Given exercise:
Retype the data below word for word, starting with its first line and stopping after the line that contains "fill_rule: evenodd".

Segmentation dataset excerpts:
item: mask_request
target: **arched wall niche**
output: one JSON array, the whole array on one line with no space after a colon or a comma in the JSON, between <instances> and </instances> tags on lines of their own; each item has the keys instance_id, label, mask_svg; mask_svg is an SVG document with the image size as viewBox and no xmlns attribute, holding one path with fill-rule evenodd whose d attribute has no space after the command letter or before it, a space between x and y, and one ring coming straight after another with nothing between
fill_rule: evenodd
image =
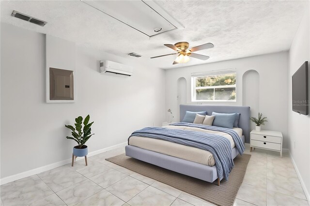
<instances>
[{"instance_id":1,"label":"arched wall niche","mask_svg":"<svg viewBox=\"0 0 310 206\"><path fill-rule=\"evenodd\" d=\"M173 121L179 121L180 120L180 104L186 103L186 80L184 77L180 77L177 81L177 91L176 91L176 108L177 111L175 111L175 114Z\"/></svg>"},{"instance_id":2,"label":"arched wall niche","mask_svg":"<svg viewBox=\"0 0 310 206\"><path fill-rule=\"evenodd\" d=\"M251 107L251 117L258 116L260 109L260 74L254 70L246 72L242 76L242 105ZM255 126L251 122L250 130Z\"/></svg>"}]
</instances>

Result of this exercise:
item: mask_request
target: **arched wall niche**
output: one JSON array, the whole array on one line with no space after a colon or a comma in the JSON, between <instances> and </instances> tags on lines of their own; each item has the keys instance_id, label, mask_svg; mask_svg is an SVG document with the image size as viewBox and no xmlns attribute, holding one path with fill-rule evenodd whose d attribute has no space after the command letter or before it, a space between x and y, and one ring coming straight after another with nothing between
fill_rule: evenodd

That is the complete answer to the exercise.